_Document extract_.
⟨
William A. Richards may be one of the few scientists to write, "In case you had any doubts, God (or whatever your favorite noun for ultimate reality may be) is," and not inspire an immediate eye roll. That sentence appears on a list of topics to consider in his new book, Sacred Knowledge: Psychedelics and Religious Experiences (Columbia University Press), and would not be unexpected in something like Jack Kerouac's The Dharma Bums, but in a scholarly work by a clinical psychologist at the Johns Hopkins Bayview Medical Center?
Credit Richards for showing why he considers such a new-agey claim worthy of scientific reflection. Over the past 16 years, Richards and a handful of other researchers at Johns Hopkins and around the country have explored the role of entheogens—Richards' preferred term for psychoactive substances such as ayahuasca, dimethyltryptamine (DMT), lysergic acid diethylamide (LSD), and psilocybin—in treating patients dealing with addiction and terminal illness. Richards initially became interested in such work in the 1960s following his own experience under the influence of psilocybin in a clinical setting in Germany. For the remainder of the '60s, Richards continued his psychology education, eventually landing at the Maryland Psychiatric Research Center in Baltimore, where from 1967 to 1977 he investigated the role of entheogens in the psychotherapy of addiction and distress in terminal cancer patients. Between 1977 and 1999, financial and institutional support for research involving entheogens was all but suspended in the United States, as the substances were politically and culturally stigmatized.
Sacred is Richards' illuminating and empathetic argument that entheogens, when administered in a controlled setting and with proper clinical support, consistently produce positive results in addicts and patients facing end-of-life unrest—and that the 22-year gap in entheogen research means we're dramatically unaware of their potential uses. Part memoir, part history of entheogen research, and part philosophical meditation, Sacred isn't a humble call for science and medicine to take God seriously but for practitioners to consider that what their patients say following psychedelic treatment can offer insight into studying the complex psychology and science of the mind.
⟩
_Input data_.
⟨
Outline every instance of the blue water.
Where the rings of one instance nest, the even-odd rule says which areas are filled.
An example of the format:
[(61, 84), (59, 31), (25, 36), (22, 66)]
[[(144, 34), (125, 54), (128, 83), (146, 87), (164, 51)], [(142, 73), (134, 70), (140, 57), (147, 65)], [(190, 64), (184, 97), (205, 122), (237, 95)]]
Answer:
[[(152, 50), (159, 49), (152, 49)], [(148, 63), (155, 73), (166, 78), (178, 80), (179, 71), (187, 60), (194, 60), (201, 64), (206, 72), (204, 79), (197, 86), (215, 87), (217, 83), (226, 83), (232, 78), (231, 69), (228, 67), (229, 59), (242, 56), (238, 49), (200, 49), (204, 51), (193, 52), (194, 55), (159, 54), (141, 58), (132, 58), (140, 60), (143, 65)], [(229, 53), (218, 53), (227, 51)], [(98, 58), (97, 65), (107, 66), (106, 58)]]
⟩
_Try it_.
Reproduce, without alteration, the stretch of the review of Sacred Knowledge from "Sacred is Richards'" through "of the mind.".

_Output of the exercise_.
Sacred is Richards' illuminating and empathetic argument that entheogens, when administered in a controlled setting and with proper clinical support, consistently produce positive results in addicts and patients facing end-of-life unrest—and that the 22-year gap in entheogen research means we're dramatically unaware of their potential uses. Part memoir, part history of entheogen research, and part philosophical meditation, Sacred isn't a humble call for science and medicine to take God seriously but for practitioners to consider that what their patients say following psychedelic treatment can offer insight into studying the complex psychology and science of the mind.